BEGIN

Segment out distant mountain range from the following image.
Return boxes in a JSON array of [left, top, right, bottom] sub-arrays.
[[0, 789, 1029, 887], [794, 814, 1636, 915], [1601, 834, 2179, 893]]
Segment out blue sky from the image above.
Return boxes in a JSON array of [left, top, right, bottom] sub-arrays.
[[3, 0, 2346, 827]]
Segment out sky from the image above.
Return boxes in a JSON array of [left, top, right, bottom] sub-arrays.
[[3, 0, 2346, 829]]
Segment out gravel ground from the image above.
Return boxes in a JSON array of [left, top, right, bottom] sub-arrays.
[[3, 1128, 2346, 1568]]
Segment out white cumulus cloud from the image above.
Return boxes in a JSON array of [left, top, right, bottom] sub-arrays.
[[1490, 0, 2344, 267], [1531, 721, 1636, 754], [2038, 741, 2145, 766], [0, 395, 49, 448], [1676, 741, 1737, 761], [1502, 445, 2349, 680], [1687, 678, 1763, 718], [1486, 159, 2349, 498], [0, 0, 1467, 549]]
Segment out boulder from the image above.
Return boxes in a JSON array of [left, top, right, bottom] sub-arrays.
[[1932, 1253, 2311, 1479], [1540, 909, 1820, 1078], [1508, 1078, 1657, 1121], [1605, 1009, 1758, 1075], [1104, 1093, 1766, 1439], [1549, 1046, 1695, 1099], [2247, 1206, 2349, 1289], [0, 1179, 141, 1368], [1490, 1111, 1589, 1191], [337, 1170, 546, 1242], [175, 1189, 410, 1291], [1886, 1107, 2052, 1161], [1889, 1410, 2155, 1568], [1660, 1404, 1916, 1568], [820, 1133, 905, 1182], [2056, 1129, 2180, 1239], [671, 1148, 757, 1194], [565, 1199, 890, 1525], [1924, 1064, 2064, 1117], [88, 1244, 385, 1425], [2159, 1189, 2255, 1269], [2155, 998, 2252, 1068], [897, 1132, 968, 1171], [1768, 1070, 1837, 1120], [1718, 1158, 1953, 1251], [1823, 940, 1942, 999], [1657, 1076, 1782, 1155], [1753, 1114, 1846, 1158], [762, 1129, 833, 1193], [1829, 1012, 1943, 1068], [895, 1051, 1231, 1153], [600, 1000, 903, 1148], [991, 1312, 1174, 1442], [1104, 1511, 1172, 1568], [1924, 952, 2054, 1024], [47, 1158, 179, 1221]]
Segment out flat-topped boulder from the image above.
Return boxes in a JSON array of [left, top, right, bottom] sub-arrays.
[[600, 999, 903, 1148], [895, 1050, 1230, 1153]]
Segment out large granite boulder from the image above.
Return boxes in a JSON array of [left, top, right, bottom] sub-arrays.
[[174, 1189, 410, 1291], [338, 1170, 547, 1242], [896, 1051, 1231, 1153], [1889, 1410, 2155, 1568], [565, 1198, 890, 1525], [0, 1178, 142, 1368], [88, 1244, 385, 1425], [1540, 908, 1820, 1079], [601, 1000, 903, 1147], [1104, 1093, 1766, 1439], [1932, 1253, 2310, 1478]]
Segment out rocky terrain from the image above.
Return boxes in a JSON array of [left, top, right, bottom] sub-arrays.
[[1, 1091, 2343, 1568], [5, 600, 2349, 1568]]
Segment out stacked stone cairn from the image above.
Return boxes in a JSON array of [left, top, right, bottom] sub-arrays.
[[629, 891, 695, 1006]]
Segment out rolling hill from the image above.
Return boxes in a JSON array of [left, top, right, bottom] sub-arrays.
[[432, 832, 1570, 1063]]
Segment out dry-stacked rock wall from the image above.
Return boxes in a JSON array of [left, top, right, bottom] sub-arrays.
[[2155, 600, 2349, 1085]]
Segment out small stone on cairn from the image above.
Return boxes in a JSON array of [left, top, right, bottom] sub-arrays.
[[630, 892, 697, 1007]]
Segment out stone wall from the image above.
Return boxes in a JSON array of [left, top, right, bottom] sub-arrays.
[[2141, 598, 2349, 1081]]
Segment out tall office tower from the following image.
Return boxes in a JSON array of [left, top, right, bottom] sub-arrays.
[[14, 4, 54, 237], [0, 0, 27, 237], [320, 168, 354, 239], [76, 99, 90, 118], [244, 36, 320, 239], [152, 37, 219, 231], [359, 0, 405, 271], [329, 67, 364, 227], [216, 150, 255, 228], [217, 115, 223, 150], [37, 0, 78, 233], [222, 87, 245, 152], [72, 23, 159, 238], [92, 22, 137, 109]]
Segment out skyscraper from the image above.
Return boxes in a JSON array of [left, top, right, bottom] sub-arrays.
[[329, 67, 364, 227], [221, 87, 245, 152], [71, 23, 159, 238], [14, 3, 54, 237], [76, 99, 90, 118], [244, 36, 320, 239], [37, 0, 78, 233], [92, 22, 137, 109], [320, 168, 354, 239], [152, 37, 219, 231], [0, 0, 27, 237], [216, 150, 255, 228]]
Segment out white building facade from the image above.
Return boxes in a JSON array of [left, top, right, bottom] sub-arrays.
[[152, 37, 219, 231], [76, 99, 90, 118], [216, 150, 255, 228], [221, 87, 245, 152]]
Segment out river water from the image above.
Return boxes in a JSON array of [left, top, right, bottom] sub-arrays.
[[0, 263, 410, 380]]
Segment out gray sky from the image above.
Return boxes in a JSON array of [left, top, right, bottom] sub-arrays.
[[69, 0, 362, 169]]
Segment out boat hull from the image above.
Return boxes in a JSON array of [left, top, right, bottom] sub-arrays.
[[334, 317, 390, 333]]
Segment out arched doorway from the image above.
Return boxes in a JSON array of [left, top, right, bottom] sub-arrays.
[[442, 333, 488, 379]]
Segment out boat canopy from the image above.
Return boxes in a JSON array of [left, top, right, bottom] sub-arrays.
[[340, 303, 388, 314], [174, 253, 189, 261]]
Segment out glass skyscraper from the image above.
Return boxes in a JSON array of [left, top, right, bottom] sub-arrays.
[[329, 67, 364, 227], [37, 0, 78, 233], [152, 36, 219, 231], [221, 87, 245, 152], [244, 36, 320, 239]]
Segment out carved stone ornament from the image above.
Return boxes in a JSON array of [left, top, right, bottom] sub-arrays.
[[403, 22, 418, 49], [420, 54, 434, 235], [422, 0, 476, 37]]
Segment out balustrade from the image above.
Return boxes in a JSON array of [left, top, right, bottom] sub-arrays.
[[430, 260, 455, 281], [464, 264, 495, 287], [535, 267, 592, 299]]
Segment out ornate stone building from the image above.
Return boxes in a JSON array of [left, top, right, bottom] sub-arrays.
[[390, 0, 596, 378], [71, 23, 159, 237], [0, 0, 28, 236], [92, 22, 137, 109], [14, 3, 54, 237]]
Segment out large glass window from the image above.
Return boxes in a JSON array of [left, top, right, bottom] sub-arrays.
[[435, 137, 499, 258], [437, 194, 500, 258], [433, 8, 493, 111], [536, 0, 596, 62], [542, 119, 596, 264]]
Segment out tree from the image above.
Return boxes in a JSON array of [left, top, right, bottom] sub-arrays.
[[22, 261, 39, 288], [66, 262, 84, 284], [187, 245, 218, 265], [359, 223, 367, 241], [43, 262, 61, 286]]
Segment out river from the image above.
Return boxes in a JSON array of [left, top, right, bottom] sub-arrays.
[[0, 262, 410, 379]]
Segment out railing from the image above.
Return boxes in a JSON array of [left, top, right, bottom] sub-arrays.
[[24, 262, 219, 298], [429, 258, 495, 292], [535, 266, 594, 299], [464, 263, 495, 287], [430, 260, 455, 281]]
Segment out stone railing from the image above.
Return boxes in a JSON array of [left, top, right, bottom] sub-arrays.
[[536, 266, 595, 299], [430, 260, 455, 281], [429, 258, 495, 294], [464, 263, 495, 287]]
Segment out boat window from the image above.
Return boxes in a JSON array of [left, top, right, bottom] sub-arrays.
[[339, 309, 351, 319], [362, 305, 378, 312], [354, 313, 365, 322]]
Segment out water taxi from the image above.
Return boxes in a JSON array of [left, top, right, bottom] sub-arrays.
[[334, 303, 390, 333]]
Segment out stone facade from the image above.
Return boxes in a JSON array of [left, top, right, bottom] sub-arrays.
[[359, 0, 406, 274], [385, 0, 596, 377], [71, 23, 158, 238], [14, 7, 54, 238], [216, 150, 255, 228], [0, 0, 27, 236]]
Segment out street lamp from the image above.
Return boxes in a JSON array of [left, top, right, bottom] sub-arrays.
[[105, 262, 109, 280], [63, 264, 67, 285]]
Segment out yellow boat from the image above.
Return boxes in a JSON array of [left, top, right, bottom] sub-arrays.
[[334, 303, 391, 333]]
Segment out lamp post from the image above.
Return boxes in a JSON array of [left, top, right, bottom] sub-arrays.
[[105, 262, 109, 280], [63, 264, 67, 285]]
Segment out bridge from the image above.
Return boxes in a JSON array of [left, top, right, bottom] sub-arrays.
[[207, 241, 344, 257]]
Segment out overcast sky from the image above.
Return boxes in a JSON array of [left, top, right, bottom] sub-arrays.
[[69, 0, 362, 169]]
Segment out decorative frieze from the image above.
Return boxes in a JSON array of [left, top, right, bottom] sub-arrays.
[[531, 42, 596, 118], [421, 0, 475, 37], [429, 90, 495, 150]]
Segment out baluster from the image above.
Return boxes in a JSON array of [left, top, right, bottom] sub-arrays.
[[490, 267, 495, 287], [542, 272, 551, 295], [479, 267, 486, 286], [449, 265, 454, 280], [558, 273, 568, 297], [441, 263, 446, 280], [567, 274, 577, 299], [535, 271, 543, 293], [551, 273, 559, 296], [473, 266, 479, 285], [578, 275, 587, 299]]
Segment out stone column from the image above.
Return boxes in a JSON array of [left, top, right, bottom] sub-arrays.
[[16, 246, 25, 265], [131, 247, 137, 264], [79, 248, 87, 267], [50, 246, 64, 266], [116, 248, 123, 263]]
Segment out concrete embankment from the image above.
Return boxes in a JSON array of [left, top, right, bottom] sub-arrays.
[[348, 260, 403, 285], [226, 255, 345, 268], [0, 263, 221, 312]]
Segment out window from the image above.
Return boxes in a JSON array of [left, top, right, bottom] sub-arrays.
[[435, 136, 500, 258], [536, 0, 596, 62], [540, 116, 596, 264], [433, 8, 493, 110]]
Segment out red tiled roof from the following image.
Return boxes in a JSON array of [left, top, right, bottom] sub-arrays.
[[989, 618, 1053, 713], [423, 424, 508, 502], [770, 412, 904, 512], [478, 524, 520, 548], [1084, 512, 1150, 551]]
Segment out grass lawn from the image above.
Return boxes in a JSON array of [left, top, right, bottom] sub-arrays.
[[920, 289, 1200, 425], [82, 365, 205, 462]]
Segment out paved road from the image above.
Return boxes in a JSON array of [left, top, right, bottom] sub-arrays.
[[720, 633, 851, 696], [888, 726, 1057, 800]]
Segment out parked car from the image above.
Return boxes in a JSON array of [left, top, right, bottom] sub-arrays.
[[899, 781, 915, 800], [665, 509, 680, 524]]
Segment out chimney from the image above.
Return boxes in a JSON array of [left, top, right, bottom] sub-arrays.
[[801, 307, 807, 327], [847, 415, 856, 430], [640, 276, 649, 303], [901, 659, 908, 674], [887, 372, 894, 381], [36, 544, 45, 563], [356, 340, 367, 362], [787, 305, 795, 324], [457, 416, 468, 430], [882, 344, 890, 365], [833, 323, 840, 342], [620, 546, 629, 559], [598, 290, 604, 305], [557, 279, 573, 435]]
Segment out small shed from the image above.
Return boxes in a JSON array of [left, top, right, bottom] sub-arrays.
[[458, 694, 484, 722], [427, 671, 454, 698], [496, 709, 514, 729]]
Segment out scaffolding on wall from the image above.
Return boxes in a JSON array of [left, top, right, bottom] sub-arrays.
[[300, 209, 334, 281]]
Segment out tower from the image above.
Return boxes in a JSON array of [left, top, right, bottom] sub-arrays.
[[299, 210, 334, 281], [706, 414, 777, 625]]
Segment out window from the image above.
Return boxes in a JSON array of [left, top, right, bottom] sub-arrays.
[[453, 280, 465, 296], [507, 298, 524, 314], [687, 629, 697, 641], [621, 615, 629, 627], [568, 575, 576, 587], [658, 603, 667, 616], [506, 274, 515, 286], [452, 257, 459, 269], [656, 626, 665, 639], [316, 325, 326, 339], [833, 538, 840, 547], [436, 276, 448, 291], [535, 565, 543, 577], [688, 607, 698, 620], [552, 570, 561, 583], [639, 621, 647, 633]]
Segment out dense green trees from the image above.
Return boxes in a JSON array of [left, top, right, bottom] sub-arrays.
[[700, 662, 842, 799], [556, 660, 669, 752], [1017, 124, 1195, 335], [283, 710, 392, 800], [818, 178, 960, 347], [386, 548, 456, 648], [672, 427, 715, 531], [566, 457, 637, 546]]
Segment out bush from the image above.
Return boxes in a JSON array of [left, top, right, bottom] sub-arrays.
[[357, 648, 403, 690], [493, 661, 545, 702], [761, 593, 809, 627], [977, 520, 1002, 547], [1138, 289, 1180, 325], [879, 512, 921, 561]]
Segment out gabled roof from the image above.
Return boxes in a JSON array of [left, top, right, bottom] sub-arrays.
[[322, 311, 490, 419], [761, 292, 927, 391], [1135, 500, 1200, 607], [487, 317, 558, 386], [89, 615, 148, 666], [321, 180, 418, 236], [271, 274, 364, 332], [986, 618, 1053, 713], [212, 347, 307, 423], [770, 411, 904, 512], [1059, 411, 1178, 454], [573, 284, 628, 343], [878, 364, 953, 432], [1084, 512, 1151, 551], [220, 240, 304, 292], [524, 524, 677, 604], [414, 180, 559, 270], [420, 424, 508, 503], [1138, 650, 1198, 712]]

END

Exercise description.
Reproduce only the lines above, starting at the line with "Segment out small stone" and ending at the line with "Segment out white building", exactly as written.

Response.
Segment out small stone on cairn from the image above.
Return boxes in a JSON array of [left, top, right, bottom] sub-arrays.
[[630, 892, 697, 1007]]
Segment out stone wall from the image above.
Return boxes in a JSON array of [left, top, right, bottom] sub-arrays.
[[2141, 598, 2349, 1081]]
Segment out tall office tower from the following image.
Return boxes in a JSON array of [left, top, right, bottom] sub-arrays.
[[14, 4, 54, 237], [0, 0, 27, 237], [320, 168, 354, 239], [76, 99, 90, 118], [244, 36, 320, 239], [152, 37, 219, 231], [359, 0, 405, 271], [329, 67, 364, 227], [216, 150, 255, 228], [217, 115, 223, 150], [37, 0, 78, 233], [222, 87, 245, 152], [72, 23, 159, 238], [92, 22, 137, 109]]
Segment out skyscraper from the image above.
Return boxes in a JSON array of [left, top, right, bottom] sub-arrays.
[[329, 67, 364, 227], [221, 87, 245, 152], [71, 23, 159, 238], [14, 3, 54, 237], [76, 99, 90, 118], [244, 36, 320, 239], [37, 0, 78, 233], [92, 22, 137, 109], [320, 168, 354, 239], [152, 37, 219, 231], [0, 0, 27, 237], [216, 150, 255, 228]]
Segment out white building facade from the image above.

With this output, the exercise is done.